◆ INSTRUCTIONS TO FOLLOW
Write the data out again, character for character, with no images.

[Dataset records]
┏━━

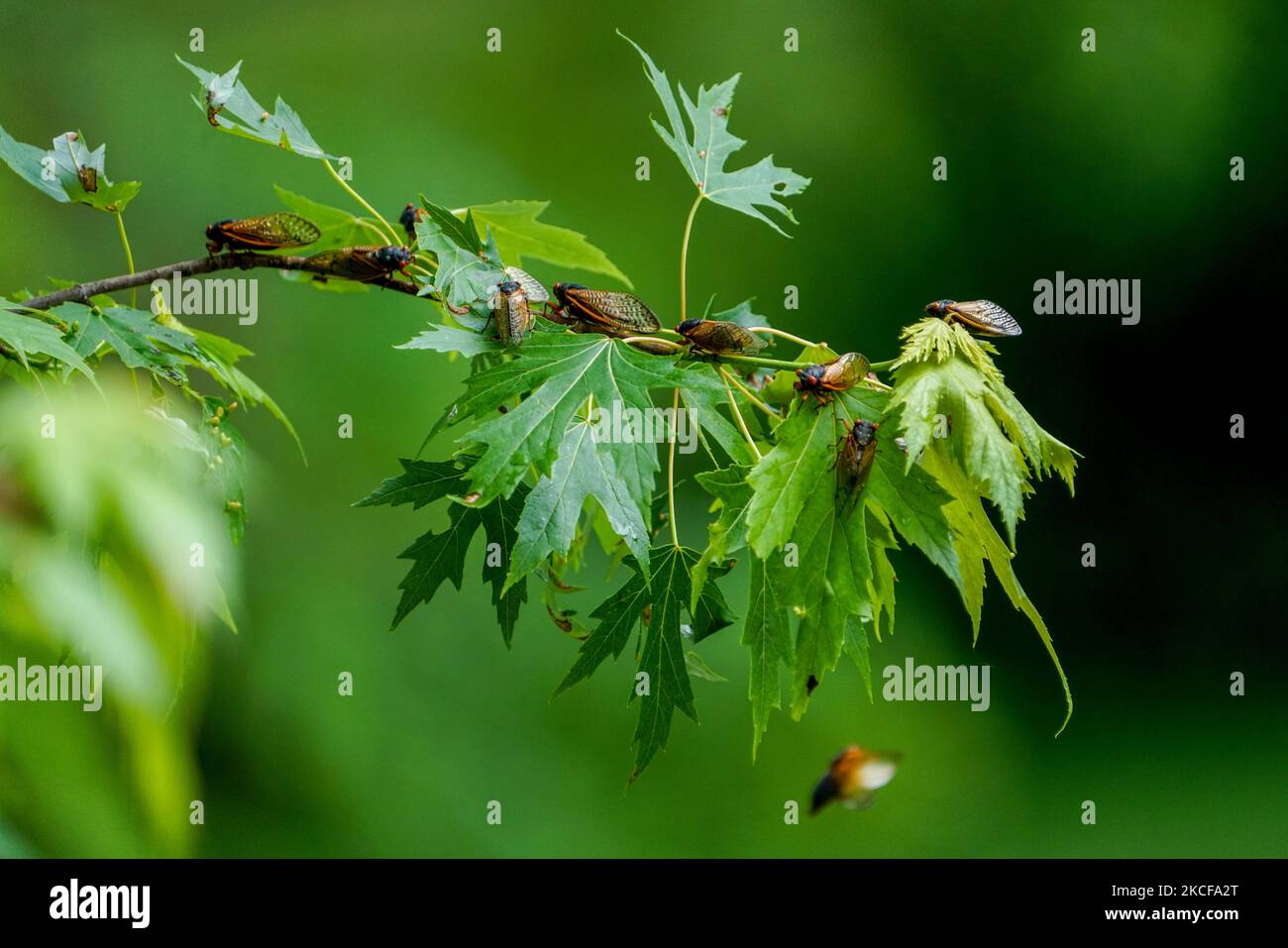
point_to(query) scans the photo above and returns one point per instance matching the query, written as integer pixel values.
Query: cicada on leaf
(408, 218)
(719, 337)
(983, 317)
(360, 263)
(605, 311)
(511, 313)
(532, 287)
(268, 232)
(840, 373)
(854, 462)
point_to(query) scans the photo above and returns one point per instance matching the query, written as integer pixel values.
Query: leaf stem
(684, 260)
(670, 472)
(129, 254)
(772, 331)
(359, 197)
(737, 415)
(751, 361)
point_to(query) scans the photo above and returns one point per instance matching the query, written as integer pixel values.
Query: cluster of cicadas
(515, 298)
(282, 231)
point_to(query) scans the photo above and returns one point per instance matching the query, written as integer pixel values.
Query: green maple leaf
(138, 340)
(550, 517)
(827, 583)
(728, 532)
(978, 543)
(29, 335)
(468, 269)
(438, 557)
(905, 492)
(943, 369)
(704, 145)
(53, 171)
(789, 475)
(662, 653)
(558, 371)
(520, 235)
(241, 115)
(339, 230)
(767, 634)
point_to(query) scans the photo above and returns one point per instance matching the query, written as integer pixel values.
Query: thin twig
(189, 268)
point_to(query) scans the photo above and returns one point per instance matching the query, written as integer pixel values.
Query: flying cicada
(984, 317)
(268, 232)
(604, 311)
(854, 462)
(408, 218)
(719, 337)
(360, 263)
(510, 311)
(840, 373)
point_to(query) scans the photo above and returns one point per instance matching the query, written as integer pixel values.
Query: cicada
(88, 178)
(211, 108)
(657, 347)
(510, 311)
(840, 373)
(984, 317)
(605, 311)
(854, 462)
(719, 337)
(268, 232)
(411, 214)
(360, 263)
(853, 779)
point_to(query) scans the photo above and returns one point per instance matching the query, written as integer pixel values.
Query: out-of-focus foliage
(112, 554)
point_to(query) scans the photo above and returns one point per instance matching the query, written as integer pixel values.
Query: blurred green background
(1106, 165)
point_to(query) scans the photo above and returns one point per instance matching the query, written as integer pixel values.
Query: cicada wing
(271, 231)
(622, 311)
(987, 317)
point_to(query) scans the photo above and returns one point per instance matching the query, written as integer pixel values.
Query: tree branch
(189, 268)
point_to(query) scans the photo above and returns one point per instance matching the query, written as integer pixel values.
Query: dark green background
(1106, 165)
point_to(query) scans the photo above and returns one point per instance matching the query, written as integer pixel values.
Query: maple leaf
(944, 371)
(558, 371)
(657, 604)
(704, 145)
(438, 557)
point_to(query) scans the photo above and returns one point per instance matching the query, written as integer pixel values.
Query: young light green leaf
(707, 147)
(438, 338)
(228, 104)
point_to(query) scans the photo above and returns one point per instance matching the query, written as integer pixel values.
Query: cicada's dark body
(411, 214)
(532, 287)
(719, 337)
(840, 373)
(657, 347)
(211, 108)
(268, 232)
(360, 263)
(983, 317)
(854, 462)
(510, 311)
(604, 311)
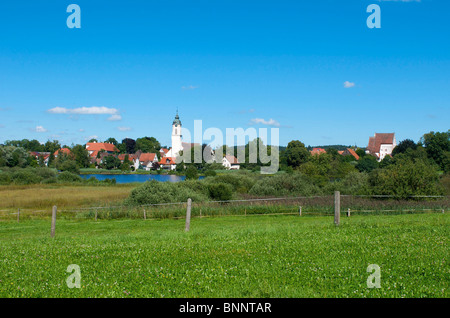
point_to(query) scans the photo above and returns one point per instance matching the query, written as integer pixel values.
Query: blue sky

┗━━

◆ FULL RESPONSE
point_to(query) scans the photo above and returns one point per instance matching the query, written as integer pixel values.
Query: cicada on leaf
(408, 218)
(719, 337)
(983, 317)
(360, 263)
(605, 311)
(511, 313)
(532, 287)
(268, 232)
(840, 373)
(854, 462)
point_to(query) scans the photo above and returns one point per instance matching the query, written as integer pixel values.
Query: leaf stem
(684, 260)
(670, 472)
(129, 254)
(772, 331)
(359, 197)
(737, 415)
(751, 361)
point_to(query) scans the photo above and returns one point per instance matching the query, written as integer pixel values.
Query: cluster of cicadas
(515, 298)
(282, 231)
point_to(query) scans the photo above and returns one point per instance matching the query, written as integer pixel values.
Query: green maple leaf
(138, 340)
(550, 517)
(827, 583)
(728, 532)
(978, 543)
(29, 335)
(468, 269)
(438, 557)
(905, 492)
(943, 369)
(704, 145)
(53, 171)
(789, 475)
(662, 653)
(558, 371)
(520, 235)
(241, 115)
(339, 230)
(767, 634)
point_to(query) scans the photo above and returns one point per instance matching the query, written as integer pixel values.
Query: thin twig
(189, 268)
point_to(query) scans the photo above and returns one point per instance matching the query, written as integer pixel values.
Query: flying cicada
(984, 317)
(268, 232)
(604, 311)
(854, 462)
(408, 218)
(719, 337)
(360, 263)
(510, 311)
(840, 373)
point_to(query) scans the photo above and returns one point per instance matching the query, written as integer pixel values.
Query: cicada
(88, 178)
(211, 108)
(657, 347)
(510, 311)
(840, 373)
(984, 317)
(605, 311)
(854, 462)
(719, 337)
(268, 232)
(411, 214)
(360, 263)
(853, 779)
point_to(query) scans the photo above and returns one point per instance matching the query, written as integer pixel values.
Query: out-of-focus foliage
(112, 554)
point_to(query) scans the photo above and returns one point per instance matching the query, written as integer pixel values.
Query: blurred green background
(1106, 165)
point_to(query) scans the photo above and returns one point per instance matching the query, written as integer pixel values.
Query: cicada wing
(271, 231)
(622, 311)
(987, 317)
point_to(query) scans the photo above and returns one point per instance matching the query, written as integer pixel values.
Query: tree branch
(189, 268)
point_to(query) scans the photo above and returns one point per instance matching the query, written as integer pixel values.
Query: dark green background
(1106, 165)
point_to(query) scans the photo above and returns one point per instance matching the query, written as integer pixel values.
Query: maple leaf
(944, 371)
(558, 371)
(657, 604)
(704, 145)
(438, 557)
point_to(query) scans the photo above and returns one point per instance matching the query, written as integer pixel values.
Query: young light green leaf
(707, 147)
(438, 338)
(228, 104)
point_to(query) scans the photo above and returns one point per instance matching the query, written as integer pixel values.
Query: cicada's dark body
(411, 214)
(532, 287)
(719, 337)
(840, 373)
(657, 347)
(211, 108)
(268, 232)
(360, 263)
(983, 317)
(854, 462)
(510, 311)
(604, 311)
point_to(query) scans the photo above and returns one point per instance matching the query, written as integer pixel values.
Query: blue sky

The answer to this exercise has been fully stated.